> [WHAT YOU SHOULD DO] Report every line of the records below that contains the word "girl".

** GIVEN RECORDS follows **

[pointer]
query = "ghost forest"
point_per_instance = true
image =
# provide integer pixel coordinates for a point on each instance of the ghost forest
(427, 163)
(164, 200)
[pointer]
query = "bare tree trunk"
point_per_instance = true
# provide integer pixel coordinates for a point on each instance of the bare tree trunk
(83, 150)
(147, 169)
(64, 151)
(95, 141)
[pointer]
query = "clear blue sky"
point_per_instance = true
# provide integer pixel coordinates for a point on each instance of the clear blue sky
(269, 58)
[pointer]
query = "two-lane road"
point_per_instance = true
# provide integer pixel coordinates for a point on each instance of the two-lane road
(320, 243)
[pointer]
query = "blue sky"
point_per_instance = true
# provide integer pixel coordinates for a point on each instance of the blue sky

** End of GIVEN RECORDS **
** GIVEN RECORDS follows **

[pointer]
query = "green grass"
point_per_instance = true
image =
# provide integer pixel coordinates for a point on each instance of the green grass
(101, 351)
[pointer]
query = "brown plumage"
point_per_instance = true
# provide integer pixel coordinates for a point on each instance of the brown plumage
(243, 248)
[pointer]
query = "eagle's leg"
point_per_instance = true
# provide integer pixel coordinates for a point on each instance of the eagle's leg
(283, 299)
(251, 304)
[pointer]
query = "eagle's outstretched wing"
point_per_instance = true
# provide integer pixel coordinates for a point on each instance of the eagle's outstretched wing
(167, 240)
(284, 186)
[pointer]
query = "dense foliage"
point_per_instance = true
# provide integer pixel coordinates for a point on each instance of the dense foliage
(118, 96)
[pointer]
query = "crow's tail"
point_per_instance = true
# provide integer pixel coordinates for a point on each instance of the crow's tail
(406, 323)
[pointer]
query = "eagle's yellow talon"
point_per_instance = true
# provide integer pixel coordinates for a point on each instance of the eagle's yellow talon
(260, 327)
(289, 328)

** End of GIVEN RECORDS **
** GIVEN RECORDS follows **

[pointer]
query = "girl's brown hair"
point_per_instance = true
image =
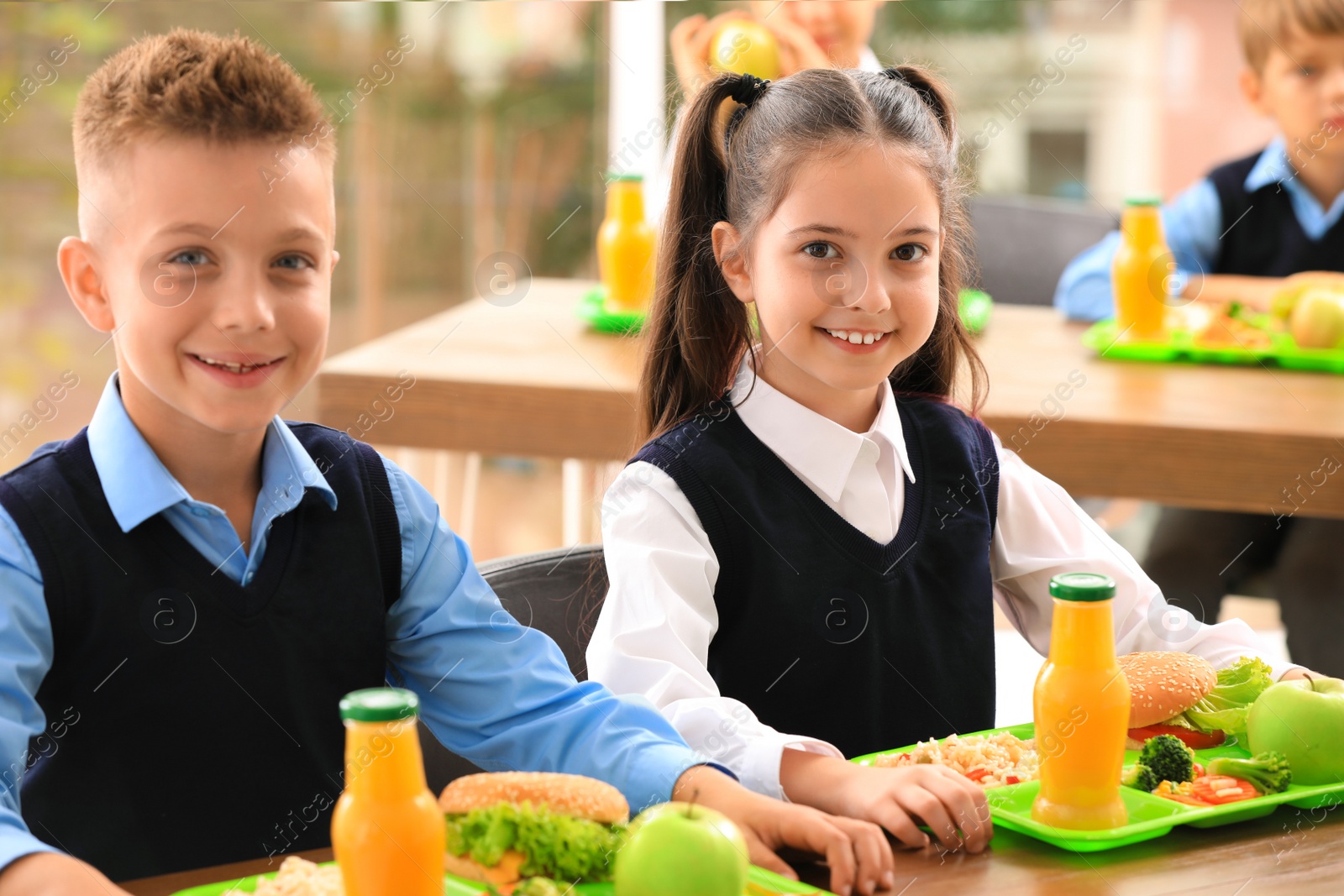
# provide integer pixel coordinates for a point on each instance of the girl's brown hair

** End of GIVEN RECORDS **

> [COMPLETED EXERCISE]
query = "girl's brown hair"
# provide integer pixel coordinates for a point on each instance of the girl's brown hair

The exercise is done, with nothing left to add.